Bibliografia di confronto

J.V.G. Mallet, Xanto: i suoi compagni e seguaci, in “Francesco Xanto Avelli da Rovigo. Atti del Convegno Internazionale di Studi 1980”, Rovigo 1988, pp. 78-79;

T. Wilson, The Golden Age of Italian Maiolica Painting. Catalogue of a Private collection, Torino 2018, pp. 262-265 n. 114

 

 

Il piatto ha un ampio e largo cavetto, tesa larga e appena obliqua, orlo arrotondato, e poggia su un piede ad anello abbastanza rilevato. Il verso non è decorato. Sul recto si legge una scena istoriata: al centro del cavetto, in un’ansa di un fiume ai piedi di un’alta roccia, una figura maschile anziana, con lunga barba, esce dall’acqua afferrando con una mano la veste di una giovane donna sull’argine, mentre con l’altra sorregge il tridente, vestito unicamente di un mantello gonfiato dal vento, oltre ai calzari con alti parastinchi; ai suoi piedi emerge dalle acque la testa di un orso con le fauci spalancate. Sulla sinistra la fanciulla, con una lunga veste, che cerca di fuggire sorreggendosi alla mano di una compagna. Sulla tesa opposta una donna con arco e faretra corre verso la foresta. Intorno sullo sfondo si apre un paesaggio lacustre con città dagli alti edifici, torri e alcune montagne dal profilo squadrato.

-.-.-

> Compiti da svolgere:
**a.** Nella descrizione del piatto, che cosa sorregge la figura maschile anziana con la mano che non afferra la veste della giovane donna?
**b.** Traduci in inglese questa frase della descrizione del piatto: "Sulla tesa opposta una donna con arco e faretra corre verso la foresta."
**c.** Per favore, elenca tutte le parti del piatto nominate nella frase della descrizione del piatto che comincia con "Il piatto ha un ampio e largo cavetto".

-.-.-

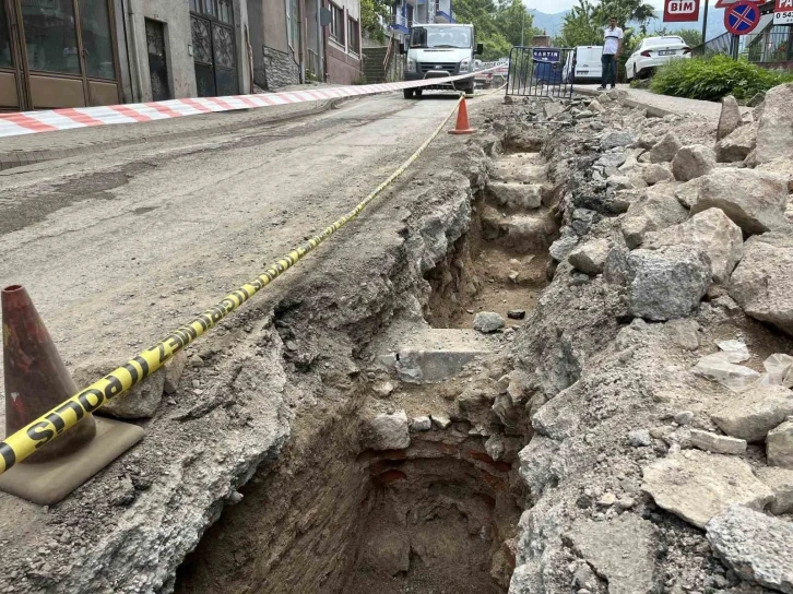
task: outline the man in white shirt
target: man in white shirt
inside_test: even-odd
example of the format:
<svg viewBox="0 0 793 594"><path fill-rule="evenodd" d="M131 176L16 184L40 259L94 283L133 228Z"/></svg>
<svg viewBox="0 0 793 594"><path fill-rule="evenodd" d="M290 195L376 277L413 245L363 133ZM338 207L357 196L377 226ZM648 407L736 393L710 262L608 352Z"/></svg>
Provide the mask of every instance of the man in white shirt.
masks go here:
<svg viewBox="0 0 793 594"><path fill-rule="evenodd" d="M597 91L605 91L606 83L611 81L612 88L617 84L617 56L623 52L623 29L617 26L617 20L612 16L605 28L603 40L603 56L601 56L602 78Z"/></svg>

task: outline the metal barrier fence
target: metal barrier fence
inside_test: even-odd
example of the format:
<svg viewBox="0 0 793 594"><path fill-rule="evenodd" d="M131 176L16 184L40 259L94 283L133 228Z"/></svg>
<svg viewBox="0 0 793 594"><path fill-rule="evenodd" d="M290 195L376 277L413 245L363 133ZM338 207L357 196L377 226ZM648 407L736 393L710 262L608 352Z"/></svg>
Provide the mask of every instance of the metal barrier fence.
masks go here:
<svg viewBox="0 0 793 594"><path fill-rule="evenodd" d="M573 55L570 48L513 47L507 95L571 97Z"/></svg>

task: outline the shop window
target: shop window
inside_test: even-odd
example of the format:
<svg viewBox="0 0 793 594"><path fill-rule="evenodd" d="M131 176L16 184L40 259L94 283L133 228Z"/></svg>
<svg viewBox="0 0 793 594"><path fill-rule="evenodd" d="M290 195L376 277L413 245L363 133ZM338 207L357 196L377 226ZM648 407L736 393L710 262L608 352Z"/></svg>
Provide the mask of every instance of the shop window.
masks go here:
<svg viewBox="0 0 793 594"><path fill-rule="evenodd" d="M72 0L51 0L47 11L22 7L22 23L31 70L80 74L78 32Z"/></svg>
<svg viewBox="0 0 793 594"><path fill-rule="evenodd" d="M85 73L97 79L115 79L107 0L80 0L80 27L85 48Z"/></svg>
<svg viewBox="0 0 793 594"><path fill-rule="evenodd" d="M5 3L0 0L0 68L13 66L9 39L9 20L5 14Z"/></svg>
<svg viewBox="0 0 793 594"><path fill-rule="evenodd" d="M347 48L350 51L360 54L360 37L358 35L358 22L355 19L347 19Z"/></svg>
<svg viewBox="0 0 793 594"><path fill-rule="evenodd" d="M335 4L331 3L331 26L330 35L331 38L344 45L344 9L340 9Z"/></svg>

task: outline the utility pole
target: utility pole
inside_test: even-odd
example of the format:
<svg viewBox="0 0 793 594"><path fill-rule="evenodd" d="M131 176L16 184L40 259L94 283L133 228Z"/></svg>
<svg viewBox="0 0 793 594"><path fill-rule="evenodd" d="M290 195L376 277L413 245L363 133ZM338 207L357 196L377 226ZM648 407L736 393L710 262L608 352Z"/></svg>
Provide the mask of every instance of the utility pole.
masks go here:
<svg viewBox="0 0 793 594"><path fill-rule="evenodd" d="M705 16L702 17L702 56L705 56L705 44L708 41L708 0L705 0Z"/></svg>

-.-.-

> Soluzioni dei compiti:
**a.** Il tridente.

**b.** On the opposite rim, a woman with a bow and quiver runs toward the forest.

**c.**
- cavetto
- tesa
- orlo
- piede ad anello